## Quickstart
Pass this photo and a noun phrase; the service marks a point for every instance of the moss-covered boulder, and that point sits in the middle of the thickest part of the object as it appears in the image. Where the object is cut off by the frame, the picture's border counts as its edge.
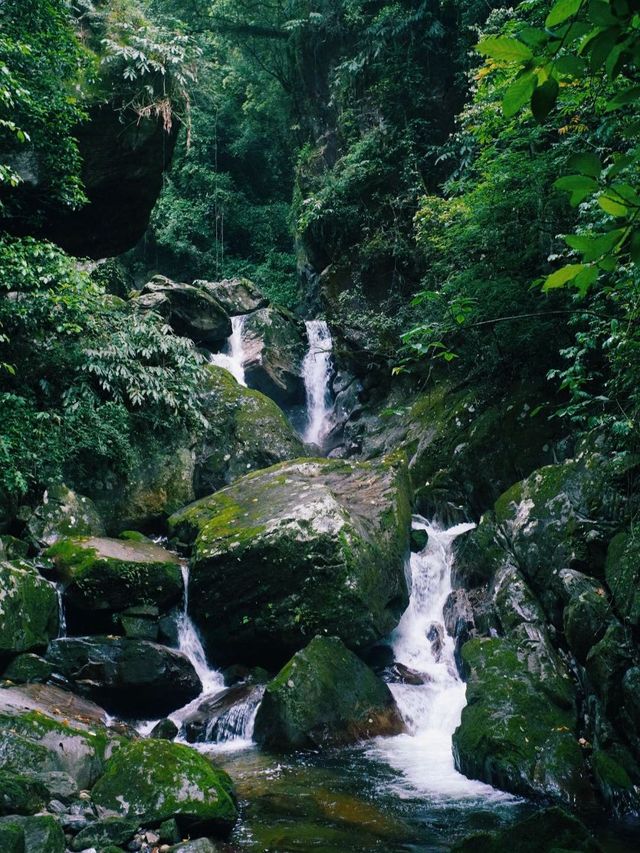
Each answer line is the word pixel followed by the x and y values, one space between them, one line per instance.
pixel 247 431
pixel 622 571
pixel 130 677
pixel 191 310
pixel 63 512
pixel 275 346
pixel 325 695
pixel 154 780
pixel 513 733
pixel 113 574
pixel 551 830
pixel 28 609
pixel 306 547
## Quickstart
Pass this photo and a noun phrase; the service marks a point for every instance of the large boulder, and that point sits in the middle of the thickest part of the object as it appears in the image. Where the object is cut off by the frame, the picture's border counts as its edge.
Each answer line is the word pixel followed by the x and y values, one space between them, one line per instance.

------------

Task goal:
Extract the full listing above verbatim; pictures are to be left out of the copy.

Completed exercise:
## Quickstart
Pass this photo and a noun phrase; the service marks a point for every instance of the moss-covered boulder, and that point sits in the middle of the thickest part of the object as it appears in the image. Where the object is cut off by the frame, the picture's border counts as its edge.
Each answer line is the word pixel followed by the x and y values, one space between them, one line per instance.
pixel 247 431
pixel 622 571
pixel 130 677
pixel 191 310
pixel 63 512
pixel 275 346
pixel 325 695
pixel 154 780
pixel 513 733
pixel 113 574
pixel 551 830
pixel 28 609
pixel 306 547
## Quickstart
Pass this photo and a noun phrase; the service marks a point for every instance of the large boulder, and that point sits in the middle of the thickest part of the object as it appears in the image. Where the object is cut off by the frame, the picture's border counts as its edge.
Each answer line is the word pixel followed by the x and y values, one space between them, one line per instance.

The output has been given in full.